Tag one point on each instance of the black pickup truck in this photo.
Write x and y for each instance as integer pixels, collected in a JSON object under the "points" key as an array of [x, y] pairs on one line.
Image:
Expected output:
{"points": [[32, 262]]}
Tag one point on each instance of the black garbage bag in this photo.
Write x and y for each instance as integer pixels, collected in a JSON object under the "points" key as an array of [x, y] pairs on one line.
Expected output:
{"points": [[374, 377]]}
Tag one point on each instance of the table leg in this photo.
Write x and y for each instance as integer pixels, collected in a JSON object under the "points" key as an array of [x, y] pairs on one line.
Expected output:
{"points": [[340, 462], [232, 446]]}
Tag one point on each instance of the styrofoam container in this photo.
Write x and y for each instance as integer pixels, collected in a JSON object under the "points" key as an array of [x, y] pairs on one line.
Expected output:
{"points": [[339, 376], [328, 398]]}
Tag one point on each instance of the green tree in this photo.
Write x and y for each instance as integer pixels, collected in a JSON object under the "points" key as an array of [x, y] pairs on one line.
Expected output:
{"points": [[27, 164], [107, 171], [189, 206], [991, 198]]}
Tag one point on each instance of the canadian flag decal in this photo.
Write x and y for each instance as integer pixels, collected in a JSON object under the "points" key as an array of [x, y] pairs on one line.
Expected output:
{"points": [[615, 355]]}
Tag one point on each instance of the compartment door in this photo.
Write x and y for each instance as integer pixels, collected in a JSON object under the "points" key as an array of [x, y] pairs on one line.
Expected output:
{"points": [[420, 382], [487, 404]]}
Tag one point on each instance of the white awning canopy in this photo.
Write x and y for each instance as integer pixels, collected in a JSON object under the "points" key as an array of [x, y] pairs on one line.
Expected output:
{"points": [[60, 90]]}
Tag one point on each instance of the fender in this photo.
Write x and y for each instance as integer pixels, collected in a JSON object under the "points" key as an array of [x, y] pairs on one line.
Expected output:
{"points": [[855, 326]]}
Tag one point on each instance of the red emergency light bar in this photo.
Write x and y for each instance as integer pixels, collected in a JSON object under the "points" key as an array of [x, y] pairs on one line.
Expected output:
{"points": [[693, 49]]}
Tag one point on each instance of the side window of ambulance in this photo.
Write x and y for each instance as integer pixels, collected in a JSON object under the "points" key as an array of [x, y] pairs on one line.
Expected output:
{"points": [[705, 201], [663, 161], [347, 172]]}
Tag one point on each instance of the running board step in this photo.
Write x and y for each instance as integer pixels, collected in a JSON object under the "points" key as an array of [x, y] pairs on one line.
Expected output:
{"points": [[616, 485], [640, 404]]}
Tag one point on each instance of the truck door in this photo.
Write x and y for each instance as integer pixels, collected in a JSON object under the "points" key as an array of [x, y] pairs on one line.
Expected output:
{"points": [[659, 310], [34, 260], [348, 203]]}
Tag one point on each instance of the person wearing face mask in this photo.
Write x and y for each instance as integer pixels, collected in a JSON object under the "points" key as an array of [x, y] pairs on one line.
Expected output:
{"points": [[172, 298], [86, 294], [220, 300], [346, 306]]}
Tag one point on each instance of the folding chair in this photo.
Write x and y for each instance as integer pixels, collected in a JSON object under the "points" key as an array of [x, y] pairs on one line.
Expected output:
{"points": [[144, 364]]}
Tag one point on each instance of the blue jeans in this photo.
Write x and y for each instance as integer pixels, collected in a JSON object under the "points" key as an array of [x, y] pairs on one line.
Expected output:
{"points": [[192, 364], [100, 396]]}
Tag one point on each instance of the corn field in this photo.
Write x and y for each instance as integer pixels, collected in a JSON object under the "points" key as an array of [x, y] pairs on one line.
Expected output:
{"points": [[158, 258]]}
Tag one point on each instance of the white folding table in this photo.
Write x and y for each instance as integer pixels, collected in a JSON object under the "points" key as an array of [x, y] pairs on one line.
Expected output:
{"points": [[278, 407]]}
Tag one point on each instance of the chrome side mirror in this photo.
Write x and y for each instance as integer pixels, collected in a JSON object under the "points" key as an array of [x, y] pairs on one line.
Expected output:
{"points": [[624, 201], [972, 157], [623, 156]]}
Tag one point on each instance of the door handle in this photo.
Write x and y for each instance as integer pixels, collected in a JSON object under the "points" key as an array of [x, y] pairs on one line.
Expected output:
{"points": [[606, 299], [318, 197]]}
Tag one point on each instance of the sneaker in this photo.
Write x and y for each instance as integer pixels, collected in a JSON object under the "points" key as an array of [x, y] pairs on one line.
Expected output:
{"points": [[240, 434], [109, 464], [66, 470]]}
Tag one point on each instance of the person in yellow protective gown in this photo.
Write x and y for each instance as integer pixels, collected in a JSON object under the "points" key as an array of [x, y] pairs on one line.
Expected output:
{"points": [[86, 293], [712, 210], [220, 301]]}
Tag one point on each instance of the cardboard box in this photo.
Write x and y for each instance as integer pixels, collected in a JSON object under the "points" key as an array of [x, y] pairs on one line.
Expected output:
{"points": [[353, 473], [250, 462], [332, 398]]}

_Activity_
The response should consist of all the entries, reproduced word for word.

_Exercise output_
Tag one point on each instance of the black pickup truck in this photo.
Write x and y for each instance as integer pixels, collected in a JSON object under the "points" key as an array of [x, y] pairs on one line.
Image:
Expected output:
{"points": [[32, 262]]}
Tag one point on each instance of the black garbage bag in this photo.
Write x and y for each instance as integer pixels, collected in a JSON object under the "points" key as an array of [x, y] pairs on one line.
Expected output:
{"points": [[374, 377]]}
Tag one point on each instance of the table leg in this photo.
Write x and y for each instance as integer pixels, collected in a JSON object under the "points" key as an array of [x, y] pairs on one line.
Expected output:
{"points": [[340, 462], [232, 446]]}
Tag one point on each instance of the styrofoam container in this photo.
Write x and y for each instance as integer pixels, collected in a JSON object under the "points" key as an array of [x, y] pairs on one line.
Expected output:
{"points": [[339, 376], [328, 398]]}
Tag one point on each instance of the green tree in this photo.
Write x and y for each instance as integer pixels, collected in a JSON object under the "points" key as an array of [x, y] pairs on one line.
Expected output:
{"points": [[27, 164], [107, 171], [189, 206], [991, 198]]}
Tag one point on each instance of the canadian flag decal in this photo.
Write x and y for each instance as integer pixels, collected in a JSON object under the "points" key as an array of [x, y] pairs on one line.
Expected output:
{"points": [[615, 355]]}
Tag one point on each instance of the compartment door in this photo.
Write x and y for each instance as integer pixels, collected in a JSON object under the "points" key as an array of [x, y] pairs on one line.
Expected output:
{"points": [[420, 382], [487, 404]]}
Tag one point on each instance of the white awning canopy in this photo.
Write x and y for each instance as integer pixels, collected in a JSON object under the "points" key as an array of [x, y] pairs on one line.
Expected output:
{"points": [[60, 90]]}
Tag one point on each instance of the fender in this photo.
Write x and y for each instance as integer pixels, collected in a JSON object under the "points" key as an array of [x, y] pairs on one line.
Expected output:
{"points": [[855, 326]]}
Tag one point on each instance of the red emergency light bar in this photo.
Write x and y for each instance as integer pixels, collected in a JSON object under the "points" key as an array of [x, y] pairs on one line.
Expected output:
{"points": [[693, 49]]}
Tag one point on each instance of the side window of ambulance in this photo.
Write x and y for each instance as integer pixels, collected in a JSON object under the "points" key as an array of [x, y] pairs on one line.
Expected output:
{"points": [[705, 201], [663, 161], [347, 172]]}
Tag one point on each instance of the running board step in this photo.
Write x and y for each instance as integer pixels, collected in a JSON object under the "points" key as an array of [x, y] pairs on one line.
Expected output:
{"points": [[616, 485], [640, 404]]}
Tag one point on each instance of the truck door in this photo.
Write x and y for each instance as integer pixels, collected in a JSON object under the "points" key as an array of [x, y] pairs on one line.
Expected output:
{"points": [[659, 310], [34, 260], [348, 203]]}
Tag one point on each instance of the person wearing face mask in this photo.
Write x and y for each instance as integer pixels, collected in a JSON object under the "points" key as an array of [x, y] pairs on one line.
Expected output:
{"points": [[172, 298], [86, 294], [220, 300], [346, 306]]}
Tag one point on each instance of the folding chair in this photo.
Write x and y for each instance as integer pixels, collected in a JSON object under the "points" key as an array of [x, y] pairs on one line.
Expected output:
{"points": [[144, 364]]}
Tag one point on each instance of the blue jeans in this photo.
Write x and y for each instance as integer pixels, collected in a JSON object under the "points" key as an array of [x, y] pairs on one line.
Expected output:
{"points": [[192, 364], [100, 396]]}
Tag one point on each instance of the corn field in this photo.
Write x and y for each instance as integer pixels, collected in a JSON object under the "points" key as an array of [x, y] pairs on one line.
Expected output:
{"points": [[158, 258]]}
Tag one point on each instance of the white folding table in this photo.
Write x and y for each instance as integer pixels, collected in a JSON object under the "points" key as an array of [x, y] pairs on one line.
Expected output:
{"points": [[278, 407]]}
Tag one point on each instance of the chrome side mirror in this photo.
Write x and y for each instance as integer pixels, collected in a JSON object under the "points" key as an array of [x, y] pairs on one line.
Expected output:
{"points": [[624, 201], [972, 157], [623, 156]]}
Tag one point on each instance of the door handle in this photo.
Write x and y for each instance as integer pixels, collected in a JSON object under the "points" key as an array of [x, y] pairs on one line.
Expected output:
{"points": [[606, 299], [318, 197]]}
Tag one point on each instance of the sneaker in this photo.
Write x and y for each instance as integer pixels, collected in a JSON object under the "points" key as an array of [x, y] pairs on one line.
Expected output:
{"points": [[240, 434], [109, 464], [66, 470]]}
Tag one point on each instance of the person in yellow protective gown in this photo.
Write x and y for each instance as integer pixels, collected in a JSON object under the "points" key as an array of [x, y] pairs on one line.
Expected output:
{"points": [[86, 293], [712, 210], [220, 301]]}
Tag one point on each instance of the cardboard box in this photo.
Write x and y for each instance as integer pixels, collected in a JSON object under the "points" key as an array of [x, y] pairs on one line.
Expected output:
{"points": [[353, 473], [250, 462], [332, 398]]}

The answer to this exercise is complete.